BEGIN The data

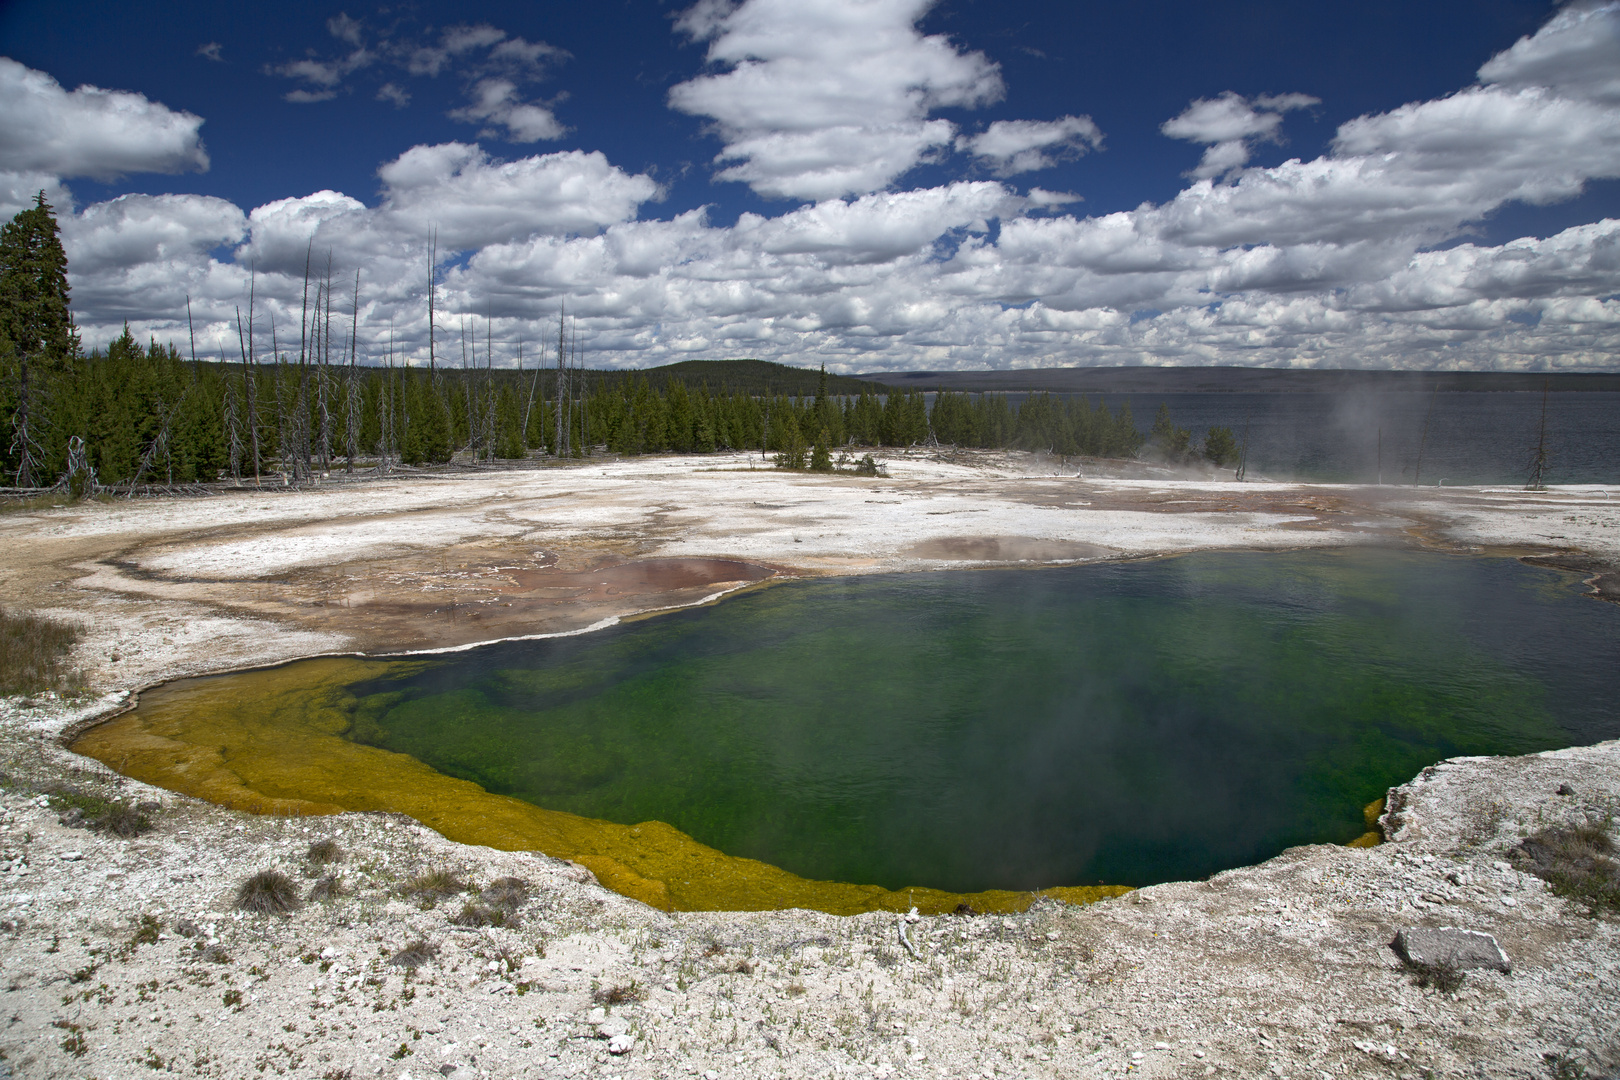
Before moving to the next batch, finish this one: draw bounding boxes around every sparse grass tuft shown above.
[196,943,231,964]
[451,901,518,929]
[1405,959,1465,994]
[1516,819,1620,914]
[398,868,472,906]
[47,785,155,838]
[0,607,84,696]
[308,874,345,902]
[130,914,161,946]
[305,838,342,865]
[480,876,529,909]
[593,981,646,1006]
[388,939,437,970]
[235,869,301,915]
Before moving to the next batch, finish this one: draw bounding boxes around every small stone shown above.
[1154,1042,1170,1050]
[1502,897,1517,907]
[60,851,83,861]
[1557,783,1575,796]
[606,1034,634,1055]
[1391,927,1511,973]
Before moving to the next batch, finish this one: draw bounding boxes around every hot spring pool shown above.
[75,548,1620,913]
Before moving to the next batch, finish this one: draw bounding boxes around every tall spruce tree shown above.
[0,193,77,486]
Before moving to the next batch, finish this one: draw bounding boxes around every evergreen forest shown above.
[0,196,1225,491]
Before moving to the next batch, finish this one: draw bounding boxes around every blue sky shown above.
[2,0,1618,371]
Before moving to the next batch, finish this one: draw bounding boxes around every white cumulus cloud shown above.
[0,58,208,183]
[958,116,1102,176]
[42,0,1620,376]
[1162,90,1318,178]
[668,0,1003,200]
[1478,0,1620,103]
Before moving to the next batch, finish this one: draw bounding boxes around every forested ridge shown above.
[0,197,1219,491]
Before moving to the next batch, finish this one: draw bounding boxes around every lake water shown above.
[340,550,1620,893]
[1011,391,1620,484]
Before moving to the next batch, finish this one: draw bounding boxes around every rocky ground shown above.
[1,450,1617,1079]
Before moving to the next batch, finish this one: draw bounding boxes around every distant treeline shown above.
[5,328,1177,488]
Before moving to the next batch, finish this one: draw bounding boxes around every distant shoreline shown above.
[853,365,1620,394]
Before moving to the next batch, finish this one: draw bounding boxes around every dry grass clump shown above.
[480,876,529,908]
[388,939,438,969]
[235,869,301,915]
[1516,819,1620,914]
[398,868,472,906]
[0,607,84,696]
[451,876,531,928]
[451,901,516,928]
[306,838,343,865]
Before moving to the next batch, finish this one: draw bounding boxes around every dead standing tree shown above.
[554,306,569,458]
[345,270,361,473]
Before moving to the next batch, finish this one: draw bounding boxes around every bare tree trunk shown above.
[521,339,541,449]
[345,269,361,473]
[9,356,37,487]
[555,306,568,458]
[245,266,261,484]
[316,254,334,476]
[298,244,313,481]
[379,323,395,474]
[273,315,291,482]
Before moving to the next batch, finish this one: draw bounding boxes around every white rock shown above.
[606,1034,634,1055]
[60,851,84,861]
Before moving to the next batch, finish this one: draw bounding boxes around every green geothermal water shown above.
[342,550,1619,892]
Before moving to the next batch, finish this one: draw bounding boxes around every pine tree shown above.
[810,426,832,472]
[0,192,77,485]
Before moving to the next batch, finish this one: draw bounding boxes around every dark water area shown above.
[984,391,1620,484]
[343,550,1620,894]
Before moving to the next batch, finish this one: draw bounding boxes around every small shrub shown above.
[398,868,471,906]
[130,914,161,946]
[1516,819,1620,914]
[593,981,645,1006]
[308,874,344,902]
[306,838,343,865]
[235,869,301,915]
[388,939,437,970]
[222,989,242,1007]
[0,607,84,695]
[852,453,882,477]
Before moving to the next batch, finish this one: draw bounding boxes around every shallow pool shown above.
[343,549,1616,889]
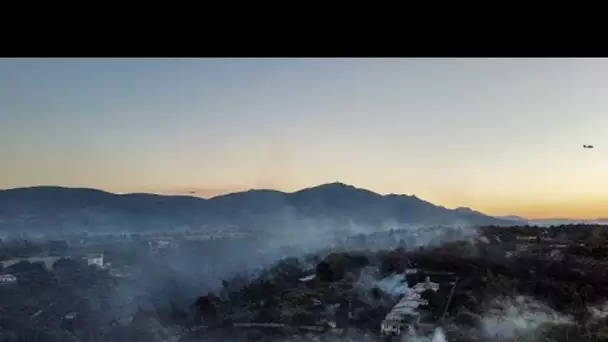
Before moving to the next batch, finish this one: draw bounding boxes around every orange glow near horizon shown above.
[3,59,608,221]
[479,200,608,220]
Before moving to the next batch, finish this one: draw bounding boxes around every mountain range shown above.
[495,215,608,227]
[0,182,518,235]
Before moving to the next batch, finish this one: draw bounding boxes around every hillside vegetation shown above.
[3,224,608,341]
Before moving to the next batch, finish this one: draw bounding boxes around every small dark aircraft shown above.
[583,144,594,149]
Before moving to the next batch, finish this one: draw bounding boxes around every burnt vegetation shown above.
[183,224,608,341]
[3,224,608,341]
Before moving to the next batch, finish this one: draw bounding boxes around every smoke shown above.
[34,210,485,341]
[107,216,481,313]
[401,327,447,342]
[479,296,573,341]
[353,267,408,309]
[372,274,409,298]
[587,301,608,320]
[259,329,381,342]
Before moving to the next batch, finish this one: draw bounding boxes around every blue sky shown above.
[1,58,607,218]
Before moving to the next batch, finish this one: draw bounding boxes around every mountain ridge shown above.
[0,183,518,235]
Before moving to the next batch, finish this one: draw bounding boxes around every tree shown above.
[272,257,305,281]
[316,261,334,282]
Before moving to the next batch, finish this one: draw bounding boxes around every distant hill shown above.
[496,215,608,227]
[496,215,530,224]
[0,182,518,235]
[528,218,608,227]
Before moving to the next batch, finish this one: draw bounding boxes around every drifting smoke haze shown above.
[356,271,409,300]
[5,58,608,342]
[188,330,445,342]
[106,221,477,308]
[2,185,585,342]
[79,215,484,342]
[401,327,448,342]
[479,296,574,342]
[587,301,608,320]
[3,212,601,342]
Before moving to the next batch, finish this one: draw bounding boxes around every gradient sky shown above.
[1,58,607,219]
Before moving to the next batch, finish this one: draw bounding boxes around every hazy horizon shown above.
[2,58,607,220]
[2,182,606,221]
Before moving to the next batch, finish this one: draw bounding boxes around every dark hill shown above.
[0,183,516,234]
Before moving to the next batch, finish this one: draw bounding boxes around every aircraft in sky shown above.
[583,144,594,149]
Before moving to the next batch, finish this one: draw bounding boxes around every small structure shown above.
[148,240,172,254]
[380,277,439,337]
[0,256,61,270]
[83,254,104,268]
[0,274,17,285]
[299,274,316,282]
[411,276,440,293]
[381,318,404,336]
[381,312,420,337]
[476,236,491,245]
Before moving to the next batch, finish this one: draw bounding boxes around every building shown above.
[83,254,104,268]
[0,274,17,285]
[148,240,172,254]
[380,277,439,337]
[0,256,61,270]
[411,277,440,293]
[0,254,105,273]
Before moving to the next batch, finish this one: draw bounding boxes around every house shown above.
[0,256,61,270]
[381,318,403,336]
[1,254,105,273]
[380,277,439,337]
[148,240,172,254]
[0,274,17,285]
[411,276,440,293]
[381,313,420,337]
[83,254,104,268]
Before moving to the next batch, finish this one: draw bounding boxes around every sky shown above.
[1,58,608,219]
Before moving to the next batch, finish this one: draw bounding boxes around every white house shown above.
[381,318,403,336]
[83,254,104,268]
[0,256,61,270]
[380,277,439,337]
[0,274,17,285]
[411,276,440,293]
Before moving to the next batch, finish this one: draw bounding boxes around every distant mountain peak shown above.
[0,182,515,235]
[2,185,108,193]
[310,182,356,190]
[497,215,528,221]
[293,182,382,198]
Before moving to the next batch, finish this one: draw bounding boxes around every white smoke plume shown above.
[587,301,608,320]
[479,295,573,341]
[353,267,409,307]
[401,327,448,342]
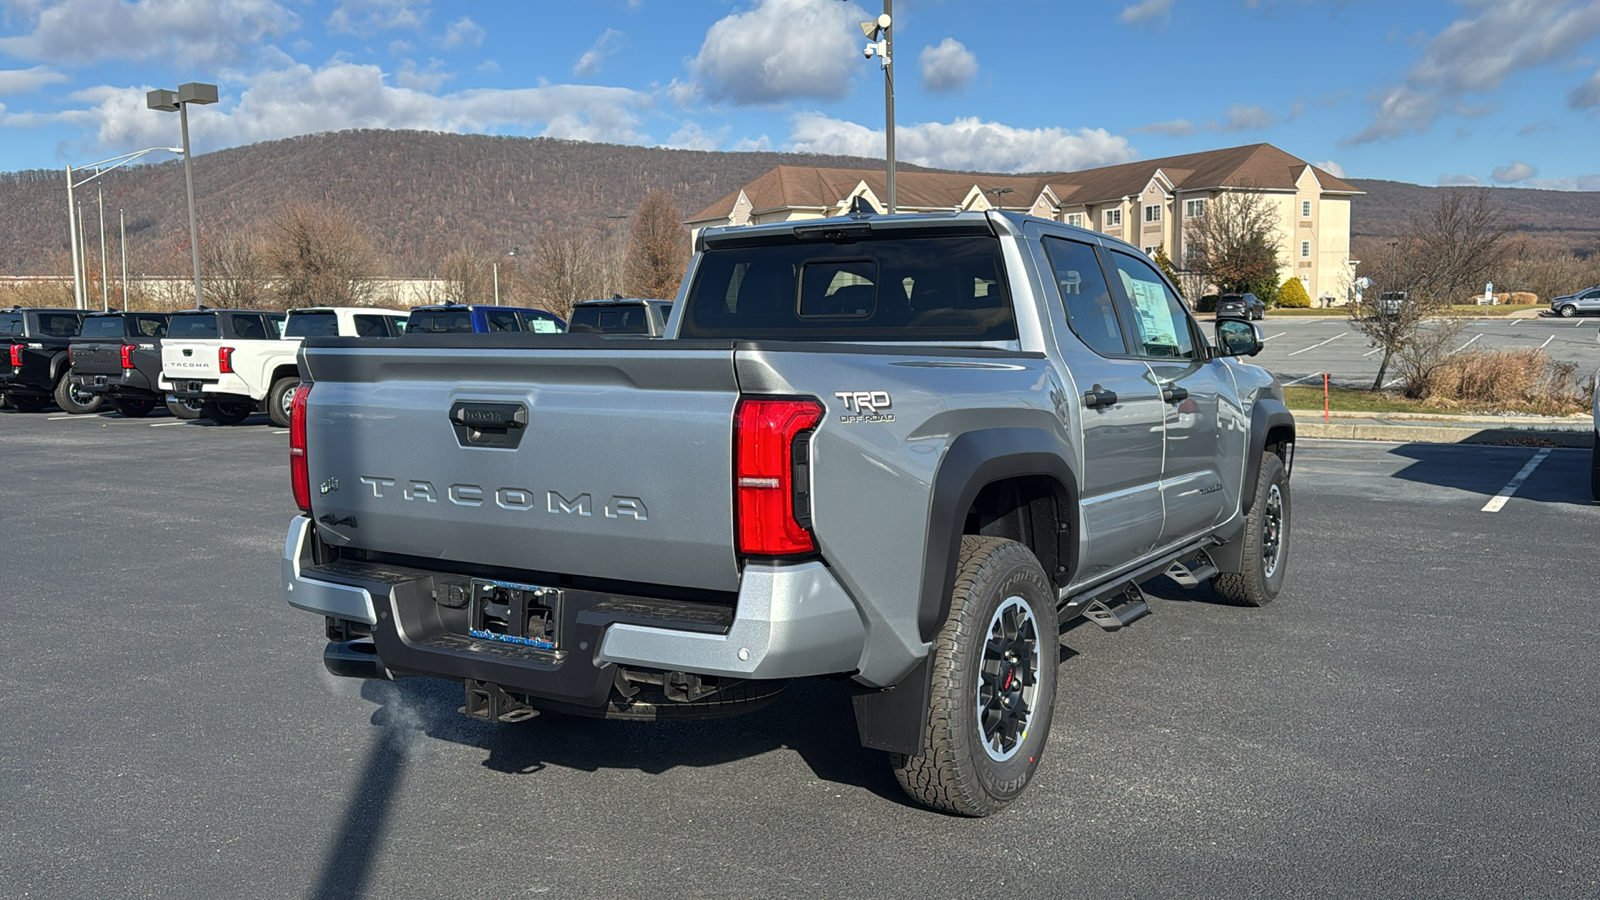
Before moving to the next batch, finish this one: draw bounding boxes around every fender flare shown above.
[48,350,70,384]
[1243,399,1295,512]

END The data

■ **Aim of the exercise**
Go through the material above and retype every line exactly, without the images.

■ **Written response**
Before moving to the next batch, finish this one: draw bounding boxes around every sparse grass tuft shown above.
[196,943,231,964]
[451,901,518,929]
[1405,959,1465,994]
[1516,819,1620,914]
[398,868,472,906]
[47,785,155,838]
[0,607,84,696]
[308,874,345,902]
[130,914,161,946]
[305,838,342,865]
[480,876,529,909]
[593,981,646,1006]
[388,939,437,970]
[235,869,301,915]
Before moving to the next batch, finish this one: draw bounding boxes around every small stone shown above.
[1154,1042,1170,1050]
[1502,897,1517,907]
[60,851,83,861]
[1557,783,1575,796]
[606,1034,634,1055]
[1391,927,1511,973]
Before moving to the next batch, finish this one: draw bounding boxes around every hot spring pool shown above.
[75,548,1620,913]
Before moving to the next batch, finish this one: draw bounding boxes around every tall spruce tree shown above.
[0,193,77,486]
Before moving to the next batch, finish this one: draw bounding boxes around every evergreen forest shown above.
[0,196,1225,491]
Before moving to the next batch, finish this one: draw bounding boxes around every blue sky shown above.
[2,0,1618,371]
Before moving to the next batch, finish this one: draw bounding boxes around every white cumulus cloud shown above.
[0,58,208,183]
[958,116,1102,176]
[42,0,1620,376]
[1162,90,1318,178]
[668,0,1003,200]
[1478,0,1620,103]
Before moving to the next batch, finish this one: draw bounding boxes around every forested ridge shown above.
[0,197,1219,491]
Before moving to the next batch, finish this one: draw bounding boxes around every lake water shown above.
[340,550,1620,893]
[1011,391,1620,484]
Before moving to the next batch, finish this one: draw bounding boxes around every rocky ground shown above.
[1,450,1617,1079]
Before moving to the next batch, finish this one: draw bounding boxes around every distant treeline shown above.
[5,328,1177,488]
Before moving to the next batch, finish this one: draw bounding boxes around every distant shoreline shown above.
[853,365,1620,394]
Before moving to the next batch, finish this one: draw bounding boxes around every dry grass clump shown above.
[480,876,529,908]
[388,939,438,969]
[235,869,301,915]
[1516,819,1620,914]
[398,868,472,906]
[0,607,84,696]
[451,876,531,928]
[451,901,516,928]
[306,838,343,865]
Before moving to the next batch, finish this one: draw bounding boxes around every dead standing tree shown above.
[554,306,569,458]
[345,270,361,473]
Before moving to the next batch, finish this one: draw bounding boxes around every bare tree trunk shown above.
[521,339,541,449]
[345,269,361,473]
[9,356,37,487]
[555,306,568,458]
[245,266,261,484]
[316,254,334,476]
[298,244,313,481]
[379,323,395,474]
[273,315,291,482]
Before moving to the next batch, finish this one: draw bounding boxes around every white rock shown above.
[606,1034,634,1055]
[60,851,84,861]
Before moving to the next batch, finish this one: draw bounding boxes around every green geothermal water shown above.
[342,550,1619,892]
Before moving to the next batch, finish this one: draw bounding boxes around every pine tree shown above.
[810,426,832,472]
[0,192,77,485]
Before moving to the next batch, finish this one: draw bounding boxes around every dark water area shown above.
[984,391,1620,484]
[343,550,1620,894]
Before moving to the next batch, finish this one: draw bounding boxes around every small shrub shown above.
[398,868,471,906]
[130,914,161,946]
[1516,819,1620,914]
[593,981,645,1006]
[308,874,344,902]
[306,838,343,865]
[235,869,301,915]
[388,939,437,970]
[222,989,242,1007]
[0,607,84,695]
[852,453,882,477]
Before moving to the next batch, finish this one: draw bounding boxes around every shallow pool shown above.
[343,549,1616,889]
Before moving to the next batch, finish this one: draw bounding boxes around every orange glow near horizon shown above.
[3,59,608,221]
[479,200,608,220]
Before moving to the next batch, finish this one: draw bounding boxes around every mountain range shown above.
[495,215,608,227]
[0,182,518,235]
Before moving to the next batch, finish this one: draw bounding boxes around every hillside vegetation shown above.
[3,224,608,341]
Before moving to the next batch, finish this one: draw bounding boxes around every small dark aircraft shown above.
[583,144,594,149]
Before moving to the next batch, finish this one: draw bounding boxes around every burnt vegetation shown above.
[183,224,608,341]
[3,224,608,341]
Before moving to the next batch, finish this one: draw bounding boxes around every smoke shown above.
[34,210,485,341]
[107,216,481,313]
[401,327,447,342]
[479,296,573,341]
[353,267,408,309]
[372,274,409,298]
[587,301,608,320]
[259,329,381,342]
Before moving to the next batch, finish this one: draw bounding boxes around every blue sky shown above.
[1,58,607,218]
Before moving to the next batch, finish this one: draw bounding boxes around every mountain ridge shown above.
[0,183,518,235]
Before moving to the next batch, finish this one: draw bounding boxes around every tree shown above.
[272,257,305,281]
[316,261,334,282]
Before moving to the next batch, finish this one: draw bounding boxes around every distant hill shown above.
[496,215,608,227]
[496,215,530,224]
[0,182,518,235]
[528,218,608,227]
Before moving to the next batch, finish this one: draw bounding boxes around every drifting smoke haze shown above.
[356,271,409,300]
[5,58,608,342]
[188,330,445,342]
[106,221,477,308]
[2,185,585,342]
[79,215,484,342]
[401,327,448,342]
[479,296,574,342]
[587,301,608,320]
[3,212,601,342]
Before moving to the next batch, finish this one: draw bounding boxes around every gradient sky shown above.
[1,58,607,219]
Before moving to the next batch, finish this one: draw bounding boxes around every hazy horizon shown above.
[2,58,607,220]
[2,182,606,221]
Before moving to the next batch, finish this one: draw bounding boxes around every dark hill shown above.
[0,183,516,234]
Before moving to the next batch, finish this one: draw bounding boxes around every aircraft in sky shown above.
[583,144,594,149]
Before moving to the next batch, finish this one: draw bounding boxes around every small structure shown above.
[148,240,172,254]
[380,277,439,337]
[0,256,61,270]
[83,254,104,268]
[0,274,17,285]
[299,274,316,282]
[411,276,440,293]
[381,318,404,336]
[381,312,420,337]
[476,236,491,245]
Before moving to the next batch, finish this one: draw bounding boxes around every building shown above.
[83,254,104,268]
[0,274,17,285]
[148,240,172,254]
[380,277,439,337]
[0,256,61,270]
[411,277,440,293]
[0,254,105,273]
Before moving to the next batch, finish this one: draw bounding boxes around every house shown above.
[0,256,61,270]
[381,318,403,336]
[1,254,105,273]
[380,277,439,337]
[148,240,172,254]
[0,274,17,285]
[411,276,440,293]
[381,313,420,337]
[83,254,104,268]
Before moving to the next batch, finish this one: draw bounding boxes around every sky shown above.
[1,58,608,219]
Before moving to the next batch, finish this one: draw bounding boxes around every white house shown above.
[381,318,403,336]
[83,254,104,268]
[0,256,61,270]
[380,277,439,337]
[0,274,17,285]
[411,276,440,293]
Before moving to the next batch, finish this one: draw bounding boxes around every distant mountain peak shown above.
[0,182,515,235]
[2,185,108,193]
[310,182,356,190]
[497,215,528,221]
[293,182,382,198]
Before moving to the next batch, finish this one: draw bounding boxes around every white smoke plume shown above.
[587,301,608,320]
[479,295,573,341]
[353,267,409,307]
[401,327,448,342]
Before moving to the next batch, finish this one: draw bounding boxes around every fender flare shown above.
[48,350,70,384]
[1243,399,1295,512]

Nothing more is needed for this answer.